[Exercise task]
Go through the records underneath and write each one out again exactly.
## start
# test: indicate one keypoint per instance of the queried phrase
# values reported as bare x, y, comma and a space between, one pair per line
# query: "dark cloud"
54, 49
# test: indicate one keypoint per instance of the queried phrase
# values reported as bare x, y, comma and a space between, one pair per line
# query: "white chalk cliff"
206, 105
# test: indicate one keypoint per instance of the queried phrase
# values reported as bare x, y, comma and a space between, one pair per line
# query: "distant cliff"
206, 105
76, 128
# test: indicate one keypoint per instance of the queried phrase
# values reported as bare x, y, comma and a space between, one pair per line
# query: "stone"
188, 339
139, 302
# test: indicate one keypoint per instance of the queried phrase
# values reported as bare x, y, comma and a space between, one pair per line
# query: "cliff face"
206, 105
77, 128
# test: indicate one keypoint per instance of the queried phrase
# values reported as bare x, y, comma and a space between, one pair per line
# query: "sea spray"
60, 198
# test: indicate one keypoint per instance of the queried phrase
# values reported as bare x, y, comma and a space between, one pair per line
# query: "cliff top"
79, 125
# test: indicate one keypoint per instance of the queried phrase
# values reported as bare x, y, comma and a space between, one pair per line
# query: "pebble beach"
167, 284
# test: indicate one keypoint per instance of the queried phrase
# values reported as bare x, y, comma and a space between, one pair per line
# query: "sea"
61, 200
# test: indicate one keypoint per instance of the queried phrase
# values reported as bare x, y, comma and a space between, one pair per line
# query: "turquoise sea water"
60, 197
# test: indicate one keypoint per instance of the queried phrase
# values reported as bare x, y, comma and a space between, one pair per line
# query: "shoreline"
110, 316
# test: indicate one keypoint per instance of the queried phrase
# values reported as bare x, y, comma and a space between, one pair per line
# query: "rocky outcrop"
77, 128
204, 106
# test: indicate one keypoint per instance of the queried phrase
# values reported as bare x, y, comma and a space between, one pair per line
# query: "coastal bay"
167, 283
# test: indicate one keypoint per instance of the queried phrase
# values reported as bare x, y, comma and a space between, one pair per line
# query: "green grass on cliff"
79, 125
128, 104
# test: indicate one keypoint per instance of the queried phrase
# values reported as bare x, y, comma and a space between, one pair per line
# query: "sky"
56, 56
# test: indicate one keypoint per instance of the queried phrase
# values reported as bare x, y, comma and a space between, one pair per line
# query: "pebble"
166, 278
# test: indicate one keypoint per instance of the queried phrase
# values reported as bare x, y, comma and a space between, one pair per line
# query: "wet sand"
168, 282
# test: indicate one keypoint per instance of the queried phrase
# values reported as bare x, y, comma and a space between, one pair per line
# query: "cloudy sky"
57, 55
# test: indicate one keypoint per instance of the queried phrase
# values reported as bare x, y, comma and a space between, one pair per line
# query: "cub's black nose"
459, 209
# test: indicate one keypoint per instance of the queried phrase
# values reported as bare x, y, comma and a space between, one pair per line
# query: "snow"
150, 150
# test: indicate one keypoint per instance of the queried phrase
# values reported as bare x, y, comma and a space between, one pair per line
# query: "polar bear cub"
## end
[Finished exercise]
# test: indicate one keypoint per instance of the queried phrase
# values reported as bare x, y, comma and a space between, one pair per line
# query: "dark cloud"
54, 49
# test: indicate one keypoint per instance of the queried phrase
# values reported as bare x, y, comma and a space between, one pair per line
# query: "white chalk cliff"
206, 105
# test: indicate one keypoint per instance of the queried phrase
# values reported as bare x, y, comma and a space between, one pair per line
# query: "distant cliff"
206, 105
76, 128
# test: indicate one keypoint per instance of the queried phrase
# values reported as bare x, y, comma and a space between, one pair per line
# query: "stone"
188, 339
139, 302
# test: indicate one keypoint per instance of the queried phrase
# values reported as bare x, y, comma and a space between, one pair per line
# query: "cliff face"
206, 105
77, 128
# test: indicate one keypoint per instance of the queried phrase
# values reported as bare x, y, comma and a space between, one pair per line
# query: "sea spray"
60, 198
# test: indicate one keypoint per instance of the queried phrase
# values reported as bare x, y, comma and a space between, one pair per line
# query: "cliff top"
79, 125
# test: indicate one keypoint per instance of the queried phrase
# values reported as bare x, y, comma and a space between, one pair per line
# query: "pebble beach"
167, 284
# test: indicate one keypoint per instance of the queried phrase
# values reported as bare x, y, comma and a space between, one pair per line
# query: "sea"
61, 200
# test: indicate one keypoint per instance of the queried phrase
# values reported as bare x, y, comma and a space between, one pair per line
# query: "turquoise sea water"
60, 197
# test: indicate one keypoint per instance of the queried phrase
# values reported as bare x, y, comma and a space between, one pair per line
# query: "shoreline"
110, 316
# test: indicate one keypoint per instance of the queried phrase
# values reported as bare x, y, comma and a space between, one pair per line
# query: "rocky outcrop"
77, 128
204, 106
# test: indicate one keypoint per instance of the queried phrase
# values reported as bare x, y, comma and a space between, one pair per line
# query: "coastal bay"
167, 283
# test: indicate one keypoint per instance of the queried phrase
# values reported as bare x, y, comma and a space between, one pair per line
# query: "green grass on cliff"
79, 125
128, 104
# test: indicate one keypoint per instance of the queried phrase
# values reported as bare x, y, comma and a space between, one pair per line
# query: "sky"
56, 56
# test: indicate one keypoint per instance of the queried phrase
# values reported as bare x, y, comma and a space between, one pair per line
# query: "pebble"
166, 278
# test: indicate one keypoint per instance of the queried phrase
# values reported as bare x, y, comma and a space between, one pair per line
# query: "wet sand"
168, 282
# test: indicate one keypoint per instance of the queried phrase
# values reported as bare x, y, comma and a space between, one pair per line
# query: "cloudy sky"
57, 55
# test: indicate one keypoint per instance of the queried phrase
# values reported as bare x, y, comma and a space between, one pair per line
# query: "cub's black nose"
459, 209
# test: indicate one keypoint per instance of the queried phrase
# values reported as bare x, y, comma and a space between, one pair per line
# query: "snow"
150, 150
# test: indicate one keypoint per instance of the queried phrase
# values reported as bare x, y, comma and a space between, one pair per line
# query: "polar bear cub"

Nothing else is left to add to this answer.